begin Data extract

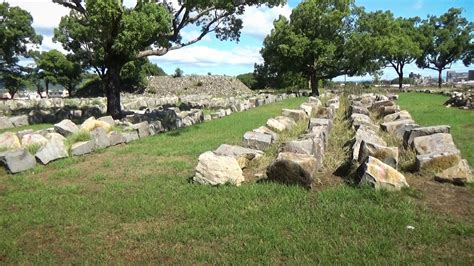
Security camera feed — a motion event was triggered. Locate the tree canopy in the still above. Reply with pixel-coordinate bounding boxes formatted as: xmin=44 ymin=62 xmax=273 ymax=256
xmin=53 ymin=0 xmax=284 ymax=117
xmin=416 ymin=8 xmax=474 ymax=87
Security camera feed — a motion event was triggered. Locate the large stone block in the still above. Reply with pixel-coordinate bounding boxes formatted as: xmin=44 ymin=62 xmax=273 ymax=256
xmin=357 ymin=156 xmax=409 ymax=191
xmin=214 ymin=144 xmax=263 ymax=169
xmin=0 ymin=149 xmax=36 ymax=174
xmin=243 ymin=131 xmax=272 ymax=151
xmin=267 ymin=152 xmax=317 ymax=188
xmin=193 ymin=151 xmax=245 ymax=186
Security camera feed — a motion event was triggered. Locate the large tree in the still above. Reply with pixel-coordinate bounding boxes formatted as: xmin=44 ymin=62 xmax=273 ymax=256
xmin=357 ymin=11 xmax=422 ymax=89
xmin=0 ymin=3 xmax=41 ymax=98
xmin=416 ymin=8 xmax=474 ymax=88
xmin=261 ymin=0 xmax=369 ymax=95
xmin=53 ymin=0 xmax=284 ymax=117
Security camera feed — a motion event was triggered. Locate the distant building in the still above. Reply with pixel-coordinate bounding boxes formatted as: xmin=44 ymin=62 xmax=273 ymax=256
xmin=446 ymin=70 xmax=474 ymax=83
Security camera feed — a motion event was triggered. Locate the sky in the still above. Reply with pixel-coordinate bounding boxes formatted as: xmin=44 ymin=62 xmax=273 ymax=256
xmin=4 ymin=0 xmax=474 ymax=81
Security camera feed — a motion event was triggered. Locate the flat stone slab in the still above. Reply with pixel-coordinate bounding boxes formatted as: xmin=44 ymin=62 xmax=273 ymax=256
xmin=0 ymin=149 xmax=36 ymax=174
xmin=243 ymin=131 xmax=272 ymax=151
xmin=71 ymin=140 xmax=94 ymax=156
xmin=357 ymin=156 xmax=409 ymax=191
xmin=214 ymin=144 xmax=263 ymax=169
xmin=403 ymin=125 xmax=451 ymax=147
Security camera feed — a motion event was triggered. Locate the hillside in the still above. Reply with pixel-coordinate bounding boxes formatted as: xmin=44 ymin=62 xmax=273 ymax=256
xmin=146 ymin=75 xmax=254 ymax=97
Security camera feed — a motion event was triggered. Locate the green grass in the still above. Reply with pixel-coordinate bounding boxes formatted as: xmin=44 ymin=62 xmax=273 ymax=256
xmin=398 ymin=93 xmax=474 ymax=166
xmin=0 ymin=98 xmax=474 ymax=264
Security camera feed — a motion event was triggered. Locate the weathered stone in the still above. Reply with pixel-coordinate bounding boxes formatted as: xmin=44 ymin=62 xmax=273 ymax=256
xmin=108 ymin=131 xmax=126 ymax=146
xmin=380 ymin=119 xmax=415 ymax=133
xmin=281 ymin=109 xmax=308 ymax=122
xmin=267 ymin=152 xmax=317 ymax=188
xmin=0 ymin=149 xmax=36 ymax=174
xmin=193 ymin=151 xmax=245 ymax=186
xmin=352 ymin=129 xmax=387 ymax=161
xmin=435 ymin=160 xmax=474 ymax=186
xmin=0 ymin=132 xmax=21 ymax=151
xmin=252 ymin=126 xmax=278 ymax=141
xmin=132 ymin=121 xmax=150 ymax=138
xmin=91 ymin=127 xmax=110 ymax=149
xmin=357 ymin=156 xmax=409 ymax=191
xmin=0 ymin=116 xmax=13 ymax=129
xmin=383 ymin=110 xmax=412 ymax=122
xmin=413 ymin=133 xmax=458 ymax=155
xmin=9 ymin=115 xmax=29 ymax=127
xmin=81 ymin=116 xmax=112 ymax=132
xmin=358 ymin=140 xmax=398 ymax=169
xmin=122 ymin=131 xmax=140 ymax=143
xmin=35 ymin=133 xmax=68 ymax=164
xmin=243 ymin=131 xmax=272 ymax=151
xmin=54 ymin=119 xmax=79 ymax=137
xmin=97 ymin=115 xmax=115 ymax=127
xmin=214 ymin=144 xmax=263 ymax=169
xmin=71 ymin=140 xmax=94 ymax=156
xmin=21 ymin=133 xmax=48 ymax=148
xmin=403 ymin=125 xmax=451 ymax=147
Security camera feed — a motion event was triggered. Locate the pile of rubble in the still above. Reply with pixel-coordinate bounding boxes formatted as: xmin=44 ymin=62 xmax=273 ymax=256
xmin=0 ymin=95 xmax=293 ymax=173
xmin=193 ymin=94 xmax=339 ymax=188
xmin=444 ymin=90 xmax=474 ymax=109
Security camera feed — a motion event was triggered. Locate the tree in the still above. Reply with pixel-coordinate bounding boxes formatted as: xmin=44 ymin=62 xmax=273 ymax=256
xmin=31 ymin=49 xmax=83 ymax=96
xmin=416 ymin=8 xmax=474 ymax=88
xmin=0 ymin=3 xmax=41 ymax=98
xmin=173 ymin=67 xmax=184 ymax=78
xmin=260 ymin=0 xmax=376 ymax=95
xmin=358 ymin=11 xmax=422 ymax=89
xmin=53 ymin=0 xmax=284 ymax=117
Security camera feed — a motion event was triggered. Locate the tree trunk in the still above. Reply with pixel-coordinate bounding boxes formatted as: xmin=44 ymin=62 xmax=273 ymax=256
xmin=438 ymin=69 xmax=443 ymax=88
xmin=398 ymin=70 xmax=403 ymax=90
xmin=309 ymin=72 xmax=319 ymax=96
xmin=103 ymin=64 xmax=123 ymax=119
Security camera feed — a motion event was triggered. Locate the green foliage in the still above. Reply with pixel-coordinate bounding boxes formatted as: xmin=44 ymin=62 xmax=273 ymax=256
xmin=416 ymin=8 xmax=474 ymax=87
xmin=173 ymin=67 xmax=184 ymax=78
xmin=256 ymin=0 xmax=376 ymax=94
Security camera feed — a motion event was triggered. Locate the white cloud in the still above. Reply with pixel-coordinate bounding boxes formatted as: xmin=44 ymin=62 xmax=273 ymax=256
xmin=241 ymin=4 xmax=291 ymax=39
xmin=6 ymin=0 xmax=69 ymax=28
xmin=153 ymin=45 xmax=262 ymax=67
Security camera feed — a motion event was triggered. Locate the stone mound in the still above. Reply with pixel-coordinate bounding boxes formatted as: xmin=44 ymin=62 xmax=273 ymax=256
xmin=145 ymin=75 xmax=254 ymax=97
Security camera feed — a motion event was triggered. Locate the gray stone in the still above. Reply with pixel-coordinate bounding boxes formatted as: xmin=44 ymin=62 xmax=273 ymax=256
xmin=403 ymin=125 xmax=451 ymax=147
xmin=97 ymin=115 xmax=115 ymax=127
xmin=243 ymin=131 xmax=272 ymax=151
xmin=0 ymin=149 xmax=36 ymax=174
xmin=54 ymin=119 xmax=79 ymax=137
xmin=122 ymin=131 xmax=140 ymax=143
xmin=132 ymin=121 xmax=150 ymax=138
xmin=435 ymin=160 xmax=474 ymax=186
xmin=10 ymin=115 xmax=29 ymax=127
xmin=358 ymin=140 xmax=398 ymax=169
xmin=214 ymin=144 xmax=263 ymax=169
xmin=267 ymin=152 xmax=317 ymax=188
xmin=357 ymin=156 xmax=409 ymax=191
xmin=193 ymin=151 xmax=245 ymax=186
xmin=108 ymin=131 xmax=126 ymax=146
xmin=91 ymin=127 xmax=110 ymax=149
xmin=71 ymin=140 xmax=94 ymax=156
xmin=35 ymin=133 xmax=68 ymax=164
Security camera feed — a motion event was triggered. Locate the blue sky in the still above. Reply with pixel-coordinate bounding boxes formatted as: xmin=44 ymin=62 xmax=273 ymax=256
xmin=5 ymin=0 xmax=474 ymax=80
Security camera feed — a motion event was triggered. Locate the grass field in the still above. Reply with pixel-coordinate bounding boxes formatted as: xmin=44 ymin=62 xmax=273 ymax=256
xmin=398 ymin=93 xmax=474 ymax=167
xmin=0 ymin=98 xmax=474 ymax=264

end Data extract

▶ [Prompt] Render the stretch of records above, from the line containing "Locate the stone" through the line containing "xmin=5 ymin=0 xmax=474 ymax=80", as a two-column CSV with the header text,answer. Give one row for each record and its answer, with each field in double quotes and line breaks turned into spaces.

▶ [Solution to the problem]
text,answer
"Security camera feed — a motion event was triggered. Locate the stone mound in the still above. Reply with pixel-coordinate bounding boxes formatted as: xmin=44 ymin=62 xmax=273 ymax=256","xmin=145 ymin=75 xmax=254 ymax=97"
"Security camera feed — a motion event was triggered. Locate the gray stone in the still above. Reply with pixel-coordinate bounding boxes formatted as: xmin=44 ymin=62 xmax=273 ymax=256","xmin=403 ymin=125 xmax=451 ymax=147 xmin=97 ymin=115 xmax=115 ymax=127 xmin=243 ymin=131 xmax=272 ymax=151 xmin=0 ymin=149 xmax=36 ymax=174 xmin=54 ymin=119 xmax=79 ymax=137 xmin=122 ymin=131 xmax=140 ymax=143 xmin=132 ymin=121 xmax=150 ymax=138 xmin=435 ymin=160 xmax=474 ymax=186 xmin=10 ymin=115 xmax=29 ymax=127 xmin=358 ymin=140 xmax=398 ymax=169 xmin=214 ymin=144 xmax=263 ymax=169 xmin=267 ymin=152 xmax=317 ymax=188 xmin=357 ymin=156 xmax=409 ymax=191 xmin=193 ymin=151 xmax=245 ymax=186 xmin=108 ymin=131 xmax=126 ymax=146 xmin=91 ymin=127 xmax=110 ymax=149 xmin=71 ymin=140 xmax=94 ymax=156 xmin=35 ymin=133 xmax=68 ymax=164"
"Security camera feed — a motion event was triggered. Locate the blue sky in the still above. Reply with pixel-coordinate bounding boxes formatted as: xmin=44 ymin=62 xmax=273 ymax=256","xmin=5 ymin=0 xmax=474 ymax=80"